SOURCE EXCERPT -
★ ★ ★ ★ ★

I work on the production kernel for our data centers, and most of what I do is
completely public. In fact at the moment I am working on a way to decrease
seek overhead when writing large files to ext4, and I have been releasing the
in-progress patchsets for review and comment both in and outside Google. Why?
Because I've gotten some really valuable comments both at the design level,
and "spot the stupid bug" level, both inside and outside of Google.

That being said, there are some really cool things that are only available
inside the Google kernel. For example, we can track every read, write, and
seek operation at the hardware level, and tell you whether it is metadata or
data, what application was responsible for issuing the request, and then
correlate this information across multiple machines and in fact across the
entire data center, and give you a single high-level view of your map reduce,
or your application homed on hundreds of machines, so you can see how it is
actually using all of the disk spindles associated with that job. And its
overhead is small enough that we can leave it running by default, as opposed
to only turning it on during debugging/benchmarking runs (ala blktrace).

Why haven't we shared this with the external world? Well, part of it is
because it depends on infrastructure which is Google-specific, but the main
reason is because we can't find the right people to help us clean up the code
so it would be mainline acceptable, disentangle the Google-specific
enhancements, negotiate with the upstream Linux kernel maintainers whose
subsystems are touched by this code, and get it into mainline kernel. And for
most of these kernel enhancements (of which this is only one), we _want_ to
get them upstream, because every single one of these enhancements (while they
are really cool and there is no way we would give them up), makes it harder
for us to rebase the kernel so we can get the latest enhancements from
upstream. More people using it means we hopefully will get a community of
people collaborating to make the technology better --- which means free
engineering help for us! :-)

The problem is headcount; we need to staff up this and other projects before
we can do things like push more of these Google-specific enhancements upstream
to the Linux kernel. (Some of it is happening now, slowly, but we have lots of
other production and release priorities which take precedence.) Unfortunately,
it's really hard to find Systems People who are interested and willing to do
low-level Linux kernel programming, and can also see the "big picture" systems
issues.

★ ★ ★ ★ ★

AVAILABLE DATA -
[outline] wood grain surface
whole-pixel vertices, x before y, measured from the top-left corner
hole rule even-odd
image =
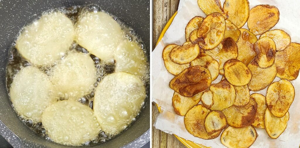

★ ★ ★ ★ ★

WRITTEN INSTRUCTION - Reproduce word for word the part of the kernel post starting with "That being said, there" and going on through "runs (ala blktrace).". Work only from the kernel post, not the data.

ANSWER IN FULL -
That being said, there are some really cool things that are only available
inside the Google kernel. For example, we can track every read, write, and
seek operation at the hardware level, and tell you whether it is metadata or
data, what application was responsible for issuing the request, and then
correlate this information across multiple machines and in fact across the
entire data center, and give you a single high-level view of your map reduce,
or your application homed on hundreds of machines, so you can see how it is
actually using all of the disk spindles associated with that job. And its
overhead is small enough that we can leave it running by default, as opposed
to only turning it on during debugging/benchmarking runs (ala blktrace).